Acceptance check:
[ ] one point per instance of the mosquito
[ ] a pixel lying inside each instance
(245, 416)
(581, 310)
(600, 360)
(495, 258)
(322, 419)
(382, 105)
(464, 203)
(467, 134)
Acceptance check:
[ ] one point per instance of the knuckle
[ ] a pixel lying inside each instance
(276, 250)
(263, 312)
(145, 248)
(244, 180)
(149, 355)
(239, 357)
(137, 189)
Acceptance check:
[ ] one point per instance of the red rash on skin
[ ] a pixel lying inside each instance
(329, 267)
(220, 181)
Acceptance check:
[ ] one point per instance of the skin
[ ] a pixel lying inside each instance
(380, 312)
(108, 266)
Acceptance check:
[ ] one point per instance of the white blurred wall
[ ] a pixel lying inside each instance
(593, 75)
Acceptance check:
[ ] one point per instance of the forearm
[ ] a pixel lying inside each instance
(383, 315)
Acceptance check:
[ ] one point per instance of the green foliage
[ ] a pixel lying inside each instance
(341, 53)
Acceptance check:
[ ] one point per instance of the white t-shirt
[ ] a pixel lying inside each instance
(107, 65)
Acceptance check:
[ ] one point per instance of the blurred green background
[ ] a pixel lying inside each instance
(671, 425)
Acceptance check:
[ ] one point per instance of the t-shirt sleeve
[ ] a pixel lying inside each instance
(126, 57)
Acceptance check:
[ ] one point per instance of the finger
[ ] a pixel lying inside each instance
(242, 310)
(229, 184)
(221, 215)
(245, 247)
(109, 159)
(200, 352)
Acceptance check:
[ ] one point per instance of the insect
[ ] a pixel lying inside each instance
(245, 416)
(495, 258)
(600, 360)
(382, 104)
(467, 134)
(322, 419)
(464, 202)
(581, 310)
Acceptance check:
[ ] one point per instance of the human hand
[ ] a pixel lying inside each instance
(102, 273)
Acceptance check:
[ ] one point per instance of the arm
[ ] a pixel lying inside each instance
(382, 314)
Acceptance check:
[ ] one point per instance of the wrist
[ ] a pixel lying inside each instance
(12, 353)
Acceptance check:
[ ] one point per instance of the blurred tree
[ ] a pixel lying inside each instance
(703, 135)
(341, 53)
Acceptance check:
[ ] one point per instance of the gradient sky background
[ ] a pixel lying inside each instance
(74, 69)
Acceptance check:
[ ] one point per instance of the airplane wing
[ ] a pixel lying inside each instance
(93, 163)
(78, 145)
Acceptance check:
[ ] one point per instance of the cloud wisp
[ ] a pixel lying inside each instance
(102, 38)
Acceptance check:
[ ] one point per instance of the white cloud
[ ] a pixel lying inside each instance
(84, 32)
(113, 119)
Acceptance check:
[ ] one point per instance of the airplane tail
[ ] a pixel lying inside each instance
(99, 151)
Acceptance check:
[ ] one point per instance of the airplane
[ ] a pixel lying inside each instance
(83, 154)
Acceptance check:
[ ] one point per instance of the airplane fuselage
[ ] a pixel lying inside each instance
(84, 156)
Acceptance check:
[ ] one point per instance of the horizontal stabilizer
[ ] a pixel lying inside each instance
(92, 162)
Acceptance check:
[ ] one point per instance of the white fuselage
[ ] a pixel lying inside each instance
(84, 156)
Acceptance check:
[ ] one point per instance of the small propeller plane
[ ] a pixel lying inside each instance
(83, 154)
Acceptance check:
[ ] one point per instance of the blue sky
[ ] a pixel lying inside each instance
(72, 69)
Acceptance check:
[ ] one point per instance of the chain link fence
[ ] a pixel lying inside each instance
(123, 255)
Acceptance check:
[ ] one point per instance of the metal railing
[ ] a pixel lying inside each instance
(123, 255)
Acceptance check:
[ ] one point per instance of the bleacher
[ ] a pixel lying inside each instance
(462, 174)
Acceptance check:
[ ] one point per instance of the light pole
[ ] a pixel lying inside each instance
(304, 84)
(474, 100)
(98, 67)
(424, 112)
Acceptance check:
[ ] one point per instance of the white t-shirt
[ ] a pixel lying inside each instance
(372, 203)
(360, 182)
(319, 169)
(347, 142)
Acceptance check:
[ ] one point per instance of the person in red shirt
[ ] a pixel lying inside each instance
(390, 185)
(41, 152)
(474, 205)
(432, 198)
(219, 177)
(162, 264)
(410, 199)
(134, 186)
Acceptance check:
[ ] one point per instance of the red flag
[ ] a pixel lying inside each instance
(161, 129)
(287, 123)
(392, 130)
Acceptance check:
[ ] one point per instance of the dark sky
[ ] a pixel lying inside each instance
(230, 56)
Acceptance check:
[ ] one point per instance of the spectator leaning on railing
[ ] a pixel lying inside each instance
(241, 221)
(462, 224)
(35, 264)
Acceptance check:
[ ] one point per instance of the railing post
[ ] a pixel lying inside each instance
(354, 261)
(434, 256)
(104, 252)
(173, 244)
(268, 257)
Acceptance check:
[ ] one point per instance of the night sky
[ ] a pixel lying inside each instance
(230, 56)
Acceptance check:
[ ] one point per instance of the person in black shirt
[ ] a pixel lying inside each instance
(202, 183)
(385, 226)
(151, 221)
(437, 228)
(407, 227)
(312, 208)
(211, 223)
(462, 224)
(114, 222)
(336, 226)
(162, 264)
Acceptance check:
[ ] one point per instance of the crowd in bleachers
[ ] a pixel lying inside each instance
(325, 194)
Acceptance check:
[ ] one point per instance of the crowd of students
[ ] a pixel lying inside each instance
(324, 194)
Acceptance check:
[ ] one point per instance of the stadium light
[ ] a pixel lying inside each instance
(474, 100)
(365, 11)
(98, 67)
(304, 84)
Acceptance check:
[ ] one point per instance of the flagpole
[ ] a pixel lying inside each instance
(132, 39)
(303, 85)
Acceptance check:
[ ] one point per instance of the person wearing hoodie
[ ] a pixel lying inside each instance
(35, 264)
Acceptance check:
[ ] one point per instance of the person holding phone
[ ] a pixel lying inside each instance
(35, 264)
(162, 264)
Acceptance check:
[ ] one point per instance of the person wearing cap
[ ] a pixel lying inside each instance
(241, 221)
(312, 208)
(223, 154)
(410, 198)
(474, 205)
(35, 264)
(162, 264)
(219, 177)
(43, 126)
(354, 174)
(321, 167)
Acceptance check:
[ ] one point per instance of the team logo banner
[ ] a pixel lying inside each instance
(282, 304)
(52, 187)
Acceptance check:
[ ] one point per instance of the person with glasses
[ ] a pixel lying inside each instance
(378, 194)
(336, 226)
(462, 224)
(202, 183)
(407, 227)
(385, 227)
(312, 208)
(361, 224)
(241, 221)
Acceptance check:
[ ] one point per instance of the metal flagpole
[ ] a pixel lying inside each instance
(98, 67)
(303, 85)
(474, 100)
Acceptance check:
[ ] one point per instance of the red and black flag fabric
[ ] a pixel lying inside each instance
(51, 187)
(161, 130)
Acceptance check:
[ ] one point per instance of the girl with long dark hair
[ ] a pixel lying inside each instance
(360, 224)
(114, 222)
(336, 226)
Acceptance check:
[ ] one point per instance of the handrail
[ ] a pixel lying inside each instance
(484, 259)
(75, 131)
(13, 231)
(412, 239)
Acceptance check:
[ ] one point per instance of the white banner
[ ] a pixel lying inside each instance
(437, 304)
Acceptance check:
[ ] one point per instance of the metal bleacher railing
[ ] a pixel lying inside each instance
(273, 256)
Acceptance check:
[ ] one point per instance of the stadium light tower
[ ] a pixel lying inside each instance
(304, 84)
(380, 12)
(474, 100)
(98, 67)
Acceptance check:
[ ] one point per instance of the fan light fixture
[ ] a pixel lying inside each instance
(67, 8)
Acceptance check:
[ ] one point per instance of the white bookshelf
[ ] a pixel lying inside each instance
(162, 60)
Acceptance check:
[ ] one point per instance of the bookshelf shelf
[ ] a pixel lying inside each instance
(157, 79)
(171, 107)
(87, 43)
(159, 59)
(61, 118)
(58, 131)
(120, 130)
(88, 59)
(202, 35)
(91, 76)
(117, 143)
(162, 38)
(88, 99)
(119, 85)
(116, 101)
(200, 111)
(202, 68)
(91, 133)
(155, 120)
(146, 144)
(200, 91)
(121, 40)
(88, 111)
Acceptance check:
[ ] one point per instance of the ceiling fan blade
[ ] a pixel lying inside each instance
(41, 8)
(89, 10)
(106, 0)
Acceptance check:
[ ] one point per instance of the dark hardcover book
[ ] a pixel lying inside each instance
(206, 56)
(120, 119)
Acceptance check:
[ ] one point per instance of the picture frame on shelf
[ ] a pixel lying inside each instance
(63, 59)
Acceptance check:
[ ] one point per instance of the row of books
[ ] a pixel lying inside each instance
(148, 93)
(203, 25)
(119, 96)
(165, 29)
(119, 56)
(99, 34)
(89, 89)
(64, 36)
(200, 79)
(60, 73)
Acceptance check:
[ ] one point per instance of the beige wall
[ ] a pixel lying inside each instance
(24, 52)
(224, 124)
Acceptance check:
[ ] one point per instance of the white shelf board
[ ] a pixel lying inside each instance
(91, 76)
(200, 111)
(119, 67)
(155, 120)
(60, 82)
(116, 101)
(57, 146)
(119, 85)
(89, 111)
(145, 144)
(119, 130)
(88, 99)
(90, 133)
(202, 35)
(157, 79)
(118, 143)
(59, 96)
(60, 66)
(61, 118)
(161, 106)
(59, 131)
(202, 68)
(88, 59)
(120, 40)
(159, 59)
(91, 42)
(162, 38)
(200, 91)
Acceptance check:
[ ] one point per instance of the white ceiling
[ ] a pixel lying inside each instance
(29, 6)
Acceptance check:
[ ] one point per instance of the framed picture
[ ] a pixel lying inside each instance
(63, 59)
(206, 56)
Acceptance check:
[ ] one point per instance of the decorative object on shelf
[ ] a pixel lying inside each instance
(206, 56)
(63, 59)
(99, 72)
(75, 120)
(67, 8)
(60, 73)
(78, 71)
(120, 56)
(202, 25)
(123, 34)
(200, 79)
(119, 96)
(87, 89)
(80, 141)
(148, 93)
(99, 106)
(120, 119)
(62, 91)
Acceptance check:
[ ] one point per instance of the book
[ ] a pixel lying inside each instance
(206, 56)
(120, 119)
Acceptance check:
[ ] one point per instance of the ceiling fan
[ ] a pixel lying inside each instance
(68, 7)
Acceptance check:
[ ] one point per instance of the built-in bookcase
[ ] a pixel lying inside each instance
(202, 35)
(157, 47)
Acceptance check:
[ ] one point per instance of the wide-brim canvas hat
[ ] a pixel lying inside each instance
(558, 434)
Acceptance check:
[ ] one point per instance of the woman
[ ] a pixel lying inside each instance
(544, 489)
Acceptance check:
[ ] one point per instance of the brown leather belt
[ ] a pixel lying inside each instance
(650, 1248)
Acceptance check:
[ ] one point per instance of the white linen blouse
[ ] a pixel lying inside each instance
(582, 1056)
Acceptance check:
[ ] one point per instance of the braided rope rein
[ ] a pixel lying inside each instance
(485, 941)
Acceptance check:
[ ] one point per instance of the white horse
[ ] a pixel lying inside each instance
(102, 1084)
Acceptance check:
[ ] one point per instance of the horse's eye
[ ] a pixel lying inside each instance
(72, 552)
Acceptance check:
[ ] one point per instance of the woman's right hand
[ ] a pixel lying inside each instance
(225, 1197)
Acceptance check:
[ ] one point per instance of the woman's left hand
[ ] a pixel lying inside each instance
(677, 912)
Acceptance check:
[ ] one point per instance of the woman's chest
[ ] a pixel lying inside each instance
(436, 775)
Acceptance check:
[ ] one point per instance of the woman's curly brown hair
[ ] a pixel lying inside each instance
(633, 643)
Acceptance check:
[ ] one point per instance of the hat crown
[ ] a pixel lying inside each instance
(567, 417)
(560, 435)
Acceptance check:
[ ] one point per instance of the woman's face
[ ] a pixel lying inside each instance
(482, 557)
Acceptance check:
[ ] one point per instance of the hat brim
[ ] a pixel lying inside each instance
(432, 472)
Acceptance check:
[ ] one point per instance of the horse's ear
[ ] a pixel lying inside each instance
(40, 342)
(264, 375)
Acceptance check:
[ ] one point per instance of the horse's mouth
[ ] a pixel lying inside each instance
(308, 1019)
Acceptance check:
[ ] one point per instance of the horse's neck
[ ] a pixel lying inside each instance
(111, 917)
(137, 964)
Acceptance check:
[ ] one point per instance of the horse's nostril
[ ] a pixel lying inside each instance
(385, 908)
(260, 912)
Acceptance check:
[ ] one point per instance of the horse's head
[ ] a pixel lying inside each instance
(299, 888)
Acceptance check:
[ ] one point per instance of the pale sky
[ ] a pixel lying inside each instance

## GOAL OF THE EXERCISE
State how many lines of the listing above contain the string "skin", and reply with the number alone.

## OUTPUT
2